__THE REQUEST__. Reproduce each of the following records verbatim, line for line, with no changes.

__INPUT__.

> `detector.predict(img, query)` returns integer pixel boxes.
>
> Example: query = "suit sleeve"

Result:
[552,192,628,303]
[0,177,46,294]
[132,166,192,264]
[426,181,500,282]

__THE OUTPUT__.
> `detector.predict(img, query)` returns integer pixel boxes.
>
> Example: query = "suit sleeve"

Result:
[552,192,628,303]
[0,177,46,294]
[132,166,192,264]
[426,181,500,282]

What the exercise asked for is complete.